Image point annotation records
[start]
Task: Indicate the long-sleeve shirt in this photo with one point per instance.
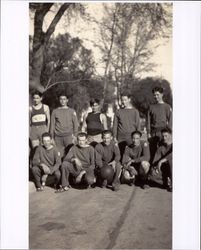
(84, 154)
(159, 116)
(50, 157)
(164, 151)
(125, 122)
(64, 122)
(137, 153)
(106, 154)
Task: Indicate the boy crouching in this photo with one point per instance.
(79, 162)
(46, 161)
(108, 154)
(136, 159)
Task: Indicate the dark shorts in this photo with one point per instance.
(37, 131)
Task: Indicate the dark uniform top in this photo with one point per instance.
(50, 157)
(138, 153)
(84, 154)
(94, 124)
(38, 116)
(125, 122)
(106, 153)
(163, 151)
(64, 122)
(159, 117)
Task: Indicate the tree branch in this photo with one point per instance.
(56, 19)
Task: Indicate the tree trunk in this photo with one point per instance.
(40, 40)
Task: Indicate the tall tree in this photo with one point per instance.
(41, 37)
(128, 31)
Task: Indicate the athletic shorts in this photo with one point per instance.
(94, 138)
(37, 131)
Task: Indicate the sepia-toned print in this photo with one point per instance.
(100, 119)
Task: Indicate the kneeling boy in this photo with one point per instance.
(163, 158)
(136, 158)
(79, 162)
(107, 153)
(46, 162)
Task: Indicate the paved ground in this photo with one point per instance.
[end]
Copy all of the records above word for word, including every point, and leave the picture out of your copy.

## Answer in full
Task: Indicate the long-sleeve shirt in this photo with one point per instance.
(84, 154)
(159, 116)
(50, 157)
(164, 151)
(125, 122)
(64, 122)
(137, 153)
(106, 154)
Task: Indicate the boy crouching in this photo with one point per instance.
(79, 162)
(46, 161)
(108, 154)
(136, 159)
Task: Indicate the dark shorts in this photo with one point per instance.
(37, 131)
Task: Indicate the dark uniform top in this photo with one point per instance.
(50, 157)
(138, 153)
(84, 154)
(94, 124)
(38, 116)
(125, 122)
(106, 153)
(163, 151)
(64, 122)
(159, 117)
Task: Indicate the tree branch in this photo with one point per instance.
(56, 19)
Task: Indicate the tree trunk in this photo with one point per instance.
(40, 40)
Task: Indicate the tall tree in this photo with one point per instance.
(41, 37)
(128, 31)
Task: Indicate the athletic shorts in this photo with one point per instance.
(94, 138)
(37, 131)
Task: Indicate the sepia-toned print in this photo with one point per instance.
(100, 119)
Task: Indicate the kneeling boy in this photo with one point per instance.
(163, 158)
(136, 158)
(79, 162)
(107, 153)
(46, 162)
Task: Indicate the paved ground in this photo with one point per instance.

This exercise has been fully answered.